[Start Selected extract]

Confession: I don't like to cook!
So, when I found my kitchen full of this year's tomato harvest, I knew I'd need to find a few ways to cut corners. If I was going to be motivated to cook with them, I needed a few short cuts!
Enter: Instant Pot pasta sause
After all, they were simply too pretty not to use!
Luckily for me I have two new kitchen gadgets that help speed along the process quite well!
Meet my gadgets:
The Instant Pot and the Stick Blender. These are 2 kitchen accessories that I recommend any cook (lazy or otherwise) add to their arsenal.
Simply wash and dice your tomatoes.
There'll be no blanching or removal of seeds here. This is a guide for lazy cooks!
I used a mix of roma tomatoes, and beefsteak. While traditionally, marinara sauce is made with just roma tomatoes, any kind will work.
Then, just toss diced tomatoes into your Instant Pot (see link above). I didn't measure at all, I just kept chopping and filling until I got close to the "Max Fill" line.
Toss in some flavor. Again, I din't measure anything here (remember: lazy).
I added (what was probably about 2-3 teaspoons of) dried thyme and basil.
Drizzle a (roughly) few tablespoons of olive oil into the mix too.
Also, because I happened to have fresh garlic around I added about 4 cloves of that.
I squished it in the garlic press, but since you'll be using a stick blender later, you probably don't even need to bother with that; just toss 'em in.

[End Selected extract]

_Instructions:_
• 1. Which two kinds of tomatoes went into the tomato sauce recipe?
• 2. Extend the tomato sauce recipe by writing what comes after its last sentence.
The material after this text is not needed for this exercise.

[Start Material]

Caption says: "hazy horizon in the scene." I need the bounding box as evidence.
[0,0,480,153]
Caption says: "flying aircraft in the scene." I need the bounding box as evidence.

[End Material]

_Response list:_
• 1. Roma and beefsteak tomatoes.

• 2.
If you don't have fresh garlic, a couple teaspoons of garlic powder would work too.
I'm so fortunate, because anytime I want to use bay leaves in my cooking, I just walk out to my backyard and grab a couple off of the huge bay laurel tree growing outside my door.
If you don't happen to have one of these trees nearby, don't fret, you can also get bay leaves dried in the spice section of your grocery store.
Toss a couple of bay leaves in with all the other ingredients, and add some salt. I put in (about) 3 teaspoons of salt. Be careful with the salt though, don't go overboard. You can always add more salt later if you want to.
Mix it all up with a big spoon and secure the lid of the Instant Pot.
Walk away. Do something else for a while. Bonus points for doing something frivolous!
Now you just let it do it's thing. It will take a little while to heat up, then it will go through the cooking cycle (counting down from 10).
Once it's done release the steam/ pressure by moving the little lever on the lid. Wait for it to stop steaming and carefully remove the lid.
Remove bay leaves and discard.
You'll notice that, while it looks beautiful, it doesn't quite look like tomato sauce yet. This is easily fixed. Just grab your stick blender, set it to high and give it some good swirls through the sauce.
I blended for about a minute. I wanted it to still be slightly chunky, with some larger pieces of tomato remaining. For the most part seeds and skin get mashed up with everything else. And, if a few of these remain, it's all the better because it means you can tell that this is fresh sauce. No jars here baby!
You might notice that the constancy is a bit too watery. No problem! Just dump all of the sauce into a fine mesh strainer.
Immediately some of the watery part will drain out. Give it a couple of swirls with a mixing spoon to help it along. For even thicker sauce, let it sit for a minute or two. Or, transfer immediately back to Instant Pot (or other) container.
Stir and serve!
Store in the refrigerator for up to five days, or freeze for later use (up to six months).
Enjoy, and be sure to brag about how you made this fresh tomato sauce "from scratch"!
That's all, thanks for stopping by!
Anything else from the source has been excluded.